**EXTRACT TO READ**:

_ _ _ _ _

# Not giving up yet, still very determine.



## Kia3137@att.net (Nov 30, 2011)

I was certified in May 2011. I have been applying everywhere and without the experience it's frusterating. I may not have the experience but how do you know if I'm not given the chance. This is my passion, I stumble upon many experiences and it didn't wow me and when I got introduce to this Medical Coding I fell in love with. This is what I want to do my whole life. Any advice?? I'm not giving up yet. I would apperciate any comments to help me through this. Thank you.


----------



## ajs (Nov 30, 2011)

mopee82@hotmail.com said:


> I was certified in May 2011. I have been applying everywhere and without the experience it's frusterating. I may not have the experience but how do you know if I'm not given the chance. This is my passion, I stumble upon many experiences and it didn't wow me and when I got introduce to this Medical Coding I fell in love with. This is what I want to do my whole life. Any advice?? I'm not giving up yet. I would apperciate any comments to help me through this. Thank you.

_ _ _ _ _

**GIVEN RECORDS**:
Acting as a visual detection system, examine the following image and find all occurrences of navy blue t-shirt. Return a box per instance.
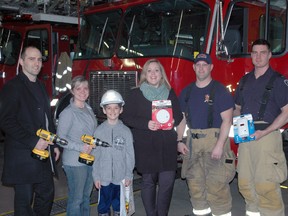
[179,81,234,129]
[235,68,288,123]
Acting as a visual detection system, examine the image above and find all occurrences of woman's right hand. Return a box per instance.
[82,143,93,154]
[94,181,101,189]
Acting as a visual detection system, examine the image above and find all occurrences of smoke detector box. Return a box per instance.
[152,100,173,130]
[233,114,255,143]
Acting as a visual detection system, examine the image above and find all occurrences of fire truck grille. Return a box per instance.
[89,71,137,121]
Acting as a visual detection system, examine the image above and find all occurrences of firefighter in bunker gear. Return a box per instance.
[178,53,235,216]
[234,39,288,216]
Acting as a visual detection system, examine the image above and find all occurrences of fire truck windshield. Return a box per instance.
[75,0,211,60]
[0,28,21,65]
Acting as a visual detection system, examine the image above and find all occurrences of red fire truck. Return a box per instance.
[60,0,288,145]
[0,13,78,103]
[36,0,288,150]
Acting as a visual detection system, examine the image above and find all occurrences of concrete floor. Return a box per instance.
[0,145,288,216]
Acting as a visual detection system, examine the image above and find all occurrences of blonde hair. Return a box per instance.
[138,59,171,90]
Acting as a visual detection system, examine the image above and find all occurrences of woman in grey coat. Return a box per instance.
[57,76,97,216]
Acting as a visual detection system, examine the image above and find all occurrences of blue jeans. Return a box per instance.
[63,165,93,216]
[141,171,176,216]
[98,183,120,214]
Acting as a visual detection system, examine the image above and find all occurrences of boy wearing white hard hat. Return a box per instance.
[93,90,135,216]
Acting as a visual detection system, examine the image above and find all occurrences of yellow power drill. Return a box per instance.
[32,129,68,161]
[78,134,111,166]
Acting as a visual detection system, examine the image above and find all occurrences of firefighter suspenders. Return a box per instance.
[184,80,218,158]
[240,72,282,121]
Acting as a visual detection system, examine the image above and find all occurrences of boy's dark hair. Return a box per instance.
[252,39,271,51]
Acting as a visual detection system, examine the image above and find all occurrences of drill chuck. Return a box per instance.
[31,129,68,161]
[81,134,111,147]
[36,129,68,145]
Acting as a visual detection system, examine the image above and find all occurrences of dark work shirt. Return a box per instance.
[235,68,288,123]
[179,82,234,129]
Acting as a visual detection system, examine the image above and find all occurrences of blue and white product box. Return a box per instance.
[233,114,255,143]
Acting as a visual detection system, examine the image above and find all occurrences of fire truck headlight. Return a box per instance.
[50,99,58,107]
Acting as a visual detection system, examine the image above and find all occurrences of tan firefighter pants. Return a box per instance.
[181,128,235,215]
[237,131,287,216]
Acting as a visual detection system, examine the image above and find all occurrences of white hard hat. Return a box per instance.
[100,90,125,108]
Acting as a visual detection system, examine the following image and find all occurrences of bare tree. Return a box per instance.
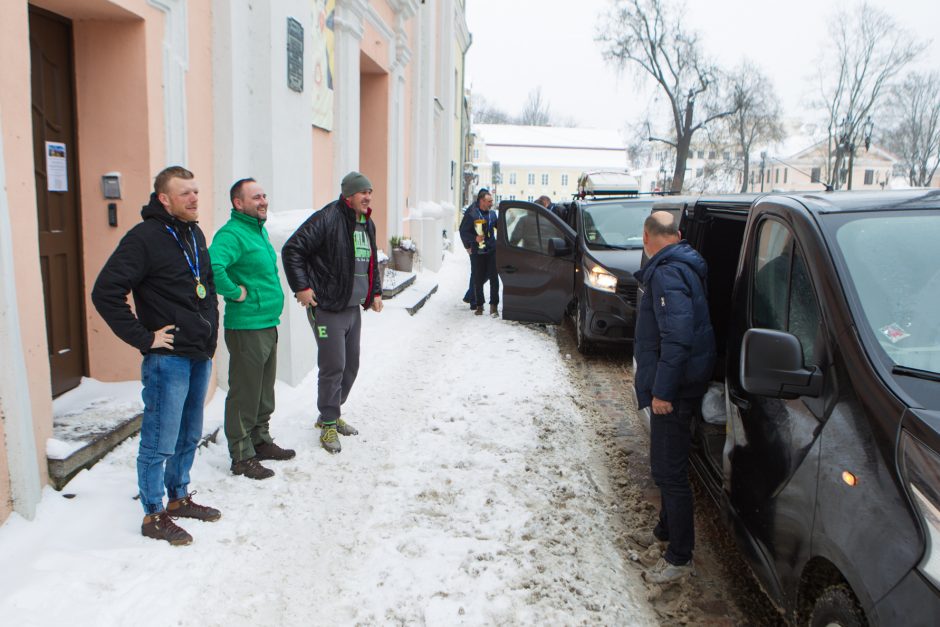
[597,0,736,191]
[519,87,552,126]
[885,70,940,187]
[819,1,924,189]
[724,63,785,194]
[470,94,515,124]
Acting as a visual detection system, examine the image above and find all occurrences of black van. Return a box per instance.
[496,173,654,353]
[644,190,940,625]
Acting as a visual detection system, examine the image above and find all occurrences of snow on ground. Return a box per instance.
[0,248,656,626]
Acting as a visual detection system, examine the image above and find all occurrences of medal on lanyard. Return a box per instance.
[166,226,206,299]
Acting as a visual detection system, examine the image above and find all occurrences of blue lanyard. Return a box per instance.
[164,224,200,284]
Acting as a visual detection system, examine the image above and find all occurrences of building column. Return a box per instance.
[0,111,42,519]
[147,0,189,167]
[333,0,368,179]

_ _ _ _ _

**WORK REQUEST 1**: In the forum thread about medical coding, substitute "June 2011" for "May 2011" in everything from "# Not giving" down to "ajs (Nov 30, 2011)".
**WORK REQUEST 2**: Using the forum thread about medical coding, mark each statement yes or no and quote the words that decide it: (a) The poster became certified in May 2011. (b) The poster says they are giving up on finding work. (c) The poster states they already have experience.

**OUTPUT 1**:
# Not giving up yet, still very determine.



## Kia3137@att.net (Nov 30, 2011)

I was certified in June 2011. I have been applying everywhere and without the experience it's frusterating. I may not have the experience but how do you know if I'm not given the chance. This is my passion, I stumble upon many experiences and it didn't wow me and when I got introduce to this Medical Coding I fell in love with. This is what I want to do my whole life. Any advice?? I'm not giving up yet. I would apperciate any comments to help me through this. Thank you.


----------



## ajs (Nov 30, 2011)

**OUTPUT 2**:
(a) Yes: "I was certified in May 2011."
(b) No: "I'm not giving up yet."
(c) No: "I may not have the experience"